SELECTED EXTRACT below:
HAMSTER WHEEL OF FUTILITY

12 comments

Posted on 3rd December 2012 by Administrator in Economy |Politics |Social Issues

Kunstler’s article captures the spirit of my article in much fewer words. I hope his hope for a better tomorrow comes true.

Homeless

By James Howard Kunstler
on December 3, 2012 9:14 AM

     Even if the so-called economy were “recovering,” the people of the USA would be stuck in a physical setting for daily life that has no future – the nightmare infrastructure of subdivision houses, strip malls, and WalMarts, all rigged up for incessant motoring. Of course, the so-called economy is not recovering because there is no more cheap oil. If oil ever gets cheap again, it will be because nobody has enough money to pay for it and surely you can connect the dots to what that hamster wheel of futility means.
End of SELECTED EXTRACT.
» **TASK INSTRUCTIONS**:
**1.** Answer these questions on the post about the hamster wheel of futility:
(a) On what date was the post published?
(b) Under which categories was it posted?
(c) According to Kunstler, why is the so-called economy not recovering?
**2.** Rename "positive clicks" to "include clicks" in the listing, from its first line up to and including the line with "box: [867, 66, 953, 139]", and return only those lines with everything else left as it is.
GIVEN ENTRIES below:
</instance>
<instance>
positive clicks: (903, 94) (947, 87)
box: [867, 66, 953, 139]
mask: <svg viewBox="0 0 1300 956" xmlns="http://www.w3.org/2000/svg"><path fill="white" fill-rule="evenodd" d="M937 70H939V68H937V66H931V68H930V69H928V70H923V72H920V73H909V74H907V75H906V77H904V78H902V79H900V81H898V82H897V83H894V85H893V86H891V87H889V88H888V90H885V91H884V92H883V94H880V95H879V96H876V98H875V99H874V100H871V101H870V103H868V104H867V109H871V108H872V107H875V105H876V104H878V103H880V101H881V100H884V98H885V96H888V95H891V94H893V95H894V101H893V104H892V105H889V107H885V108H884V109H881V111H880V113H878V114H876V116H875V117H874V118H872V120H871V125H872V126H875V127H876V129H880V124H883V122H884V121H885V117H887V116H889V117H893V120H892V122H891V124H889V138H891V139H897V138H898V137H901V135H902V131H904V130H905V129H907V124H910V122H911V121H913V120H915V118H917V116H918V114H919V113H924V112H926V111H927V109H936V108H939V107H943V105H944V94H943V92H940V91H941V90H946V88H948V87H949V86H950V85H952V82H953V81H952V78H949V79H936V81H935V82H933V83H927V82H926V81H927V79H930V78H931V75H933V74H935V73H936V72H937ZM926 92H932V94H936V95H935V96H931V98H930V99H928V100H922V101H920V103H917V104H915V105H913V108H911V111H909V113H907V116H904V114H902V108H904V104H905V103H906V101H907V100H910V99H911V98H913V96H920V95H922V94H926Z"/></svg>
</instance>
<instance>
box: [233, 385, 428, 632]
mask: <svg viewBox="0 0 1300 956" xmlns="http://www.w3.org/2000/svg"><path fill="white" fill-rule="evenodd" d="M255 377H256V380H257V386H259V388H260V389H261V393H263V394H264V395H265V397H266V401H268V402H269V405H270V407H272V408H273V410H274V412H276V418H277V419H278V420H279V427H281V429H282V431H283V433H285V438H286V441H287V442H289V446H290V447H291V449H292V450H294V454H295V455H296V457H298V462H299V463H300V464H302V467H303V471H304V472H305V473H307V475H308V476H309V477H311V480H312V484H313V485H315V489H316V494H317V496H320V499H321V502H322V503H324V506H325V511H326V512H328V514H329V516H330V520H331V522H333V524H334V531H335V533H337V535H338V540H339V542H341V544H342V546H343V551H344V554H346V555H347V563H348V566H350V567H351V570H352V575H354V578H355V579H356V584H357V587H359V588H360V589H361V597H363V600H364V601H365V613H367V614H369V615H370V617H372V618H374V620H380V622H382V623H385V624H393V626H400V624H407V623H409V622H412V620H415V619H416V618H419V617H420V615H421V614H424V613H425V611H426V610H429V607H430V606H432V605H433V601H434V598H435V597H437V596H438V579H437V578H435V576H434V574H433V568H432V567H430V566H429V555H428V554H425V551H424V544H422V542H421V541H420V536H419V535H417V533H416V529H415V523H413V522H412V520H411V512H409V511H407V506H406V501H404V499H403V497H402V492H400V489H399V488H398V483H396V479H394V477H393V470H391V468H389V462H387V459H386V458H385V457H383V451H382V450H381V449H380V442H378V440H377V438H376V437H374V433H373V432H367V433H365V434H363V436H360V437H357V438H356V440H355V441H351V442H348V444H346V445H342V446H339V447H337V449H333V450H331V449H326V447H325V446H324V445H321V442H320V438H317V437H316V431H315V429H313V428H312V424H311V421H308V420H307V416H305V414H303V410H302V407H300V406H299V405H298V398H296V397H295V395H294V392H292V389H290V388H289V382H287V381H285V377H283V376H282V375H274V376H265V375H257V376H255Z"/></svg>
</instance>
End of GIVEN ENTRIES.
» **SOLUTIONS TO THE EXERCISE**:
**1.**
(a) 3rd December 2012
(b) Economy, Politics, and Social Issues
(c) Because there is no more cheap oil.

**2.**
</instance>
<instance>
include clicks: (903, 94) (947, 87)
box: [867, 66, 953, 139]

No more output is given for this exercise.